EXTRACT TO READ:
..............................
How it can be determined if it came from the plumbing department or the electrical department would be difficult to prove.


----------



## reyamkram (Dec 31, 2013)

bill39 said:


> Practically speaking, as long as the plumbing nipple has tapered threads, properly reamed, and is galvanized it will be Ok.
> 
> How it can be determined if it came from the plumbing department or the electrical department would be difficult to prove.


you can see different in to 2 types of pipe.


----------



## HertzHound (Jan 22, 2019)

I think the only argument could be that black pipe isn’t listed in chapter three. So no uses permitted or not permitted. Otherwise they are the same thread. There is no difference between a galvanized plumbing nipple and an electrical nipple. It’s the couplings and hubs that are different


----------



## Quickservice (Apr 23, 2020)

bill39 said:


> Practically speaking, as long as the plumbing nipple has tapered threads, properly reamed, and is galvanized it will be Ok.
> 
> How it can be determined if it came from the plumbing department or the electrical department would be difficult to prove.


I was on the supply side for 16 years.. all our nipples looked the same as the plumbing ones.
..............................
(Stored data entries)

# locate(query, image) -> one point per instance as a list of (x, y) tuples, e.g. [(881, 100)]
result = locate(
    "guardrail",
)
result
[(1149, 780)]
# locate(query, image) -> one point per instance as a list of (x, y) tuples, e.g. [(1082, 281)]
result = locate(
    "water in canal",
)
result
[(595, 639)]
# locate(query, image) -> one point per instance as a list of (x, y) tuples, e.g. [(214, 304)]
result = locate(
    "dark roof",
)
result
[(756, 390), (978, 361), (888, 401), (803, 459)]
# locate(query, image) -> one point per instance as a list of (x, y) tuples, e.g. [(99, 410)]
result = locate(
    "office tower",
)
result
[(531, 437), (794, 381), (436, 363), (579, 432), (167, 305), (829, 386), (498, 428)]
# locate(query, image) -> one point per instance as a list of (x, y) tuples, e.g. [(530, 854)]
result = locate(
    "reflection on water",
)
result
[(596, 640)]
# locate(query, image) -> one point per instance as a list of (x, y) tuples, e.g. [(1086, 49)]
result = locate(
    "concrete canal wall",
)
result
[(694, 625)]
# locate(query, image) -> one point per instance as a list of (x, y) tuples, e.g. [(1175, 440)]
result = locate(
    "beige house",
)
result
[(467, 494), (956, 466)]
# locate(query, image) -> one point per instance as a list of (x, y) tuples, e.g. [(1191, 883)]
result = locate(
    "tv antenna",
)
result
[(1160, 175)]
..............................
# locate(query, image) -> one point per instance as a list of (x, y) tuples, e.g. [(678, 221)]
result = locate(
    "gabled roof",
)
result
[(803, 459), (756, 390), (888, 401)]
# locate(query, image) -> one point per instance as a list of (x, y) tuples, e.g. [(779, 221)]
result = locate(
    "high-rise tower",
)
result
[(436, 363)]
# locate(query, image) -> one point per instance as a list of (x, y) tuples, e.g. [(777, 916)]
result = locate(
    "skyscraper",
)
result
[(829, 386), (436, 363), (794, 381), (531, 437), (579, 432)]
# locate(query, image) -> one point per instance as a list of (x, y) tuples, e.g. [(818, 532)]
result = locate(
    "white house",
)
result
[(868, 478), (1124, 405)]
..............................
REQUIRED TASKS:
1. Write out the forum thread about plumbing and electrical nipples in full, word for word.
2. Pull out the stretch of the records from the line containing "e.g. [(881, 100)]" through the line containing "[(1160, 175)]", both included, reproducing those lines verbatim and nothing else.
The forum thread and the records have no connection to each other.

ANSWERS TO THE EXERCISE:
1.
How it can be determined if it came from the plumbing department or the electrical department would be difficult to prove.


----------



## reyamkram (Dec 31, 2013)

bill39 said:


> Practically speaking, as long as the plumbing nipple has tapered threads, properly reamed, and is galvanized it will be Ok.
> 
> How it can be determined if it came from the plumbing department or the electrical department would be difficult to prove.


you can see different in to 2 types of pipe.


----------



## HertzHound (Jan 22, 2019)

I think the only argument could be that black pipe isn’t listed in chapter three. So no uses permitted or not permitted. Otherwise they are the same thread. There is no difference between a galvanized plumbing nipple and an electrical nipple. It’s the couplings and hubs that are different


----------



## Quickservice (Apr 23, 2020)

bill39 said:


> Practically speaking, as long as the plumbing nipple has tapered threads, properly reamed, and is galvanized it will be Ok.
> 
> How it can be determined if it came from the plumbing department or the electrical department would be difficult to prove.


I was on the supply side for 16 years.. all our nipples looked the same as the plumbing ones.

2.
# locate(query, image) -> one point per instance as a list of (x, y) tuples, e.g. [(881, 100)]
result = locate(
    "guardrail",
)
result
[(1149, 780)]
# locate(query, image) -> one point per instance as a list of (x, y) tuples, e.g. [(1082, 281)]
result = locate(
    "water in canal",
)
result
[(595, 639)]
# locate(query, image) -> one point per instance as a list of (x, y) tuples, e.g. [(214, 304)]
result = locate(
    "dark roof",
)
result
[(756, 390), (978, 361), (888, 401), (803, 459)]
# locate(query, image) -> one point per instance as a list of (x, y) tuples, e.g. [(99, 410)]
result = locate(
    "office tower",
)
result
[(531, 437), (794, 381), (436, 363), (579, 432), (167, 305), (829, 386), (498, 428)]
# locate(query, image) -> one point per instance as a list of (x, y) tuples, e.g. [(530, 854)]
result = locate(
    "reflection on water",
)
result
[(596, 640)]
# locate(query, image) -> one point per instance as a list of (x, y) tuples, e.g. [(1086, 49)]
result = locate(
    "concrete canal wall",
)
result
[(694, 625)]
# locate(query, image) -> one point per instance as a list of (x, y) tuples, e.g. [(1175, 440)]
result = locate(
    "beige house",
)
result
[(467, 494), (956, 466)]
# locate(query, image) -> one point per instance as a list of (x, y) tuples, e.g. [(1191, 883)]
result = locate(
    "tv antenna",
)
result
[(1160, 175)]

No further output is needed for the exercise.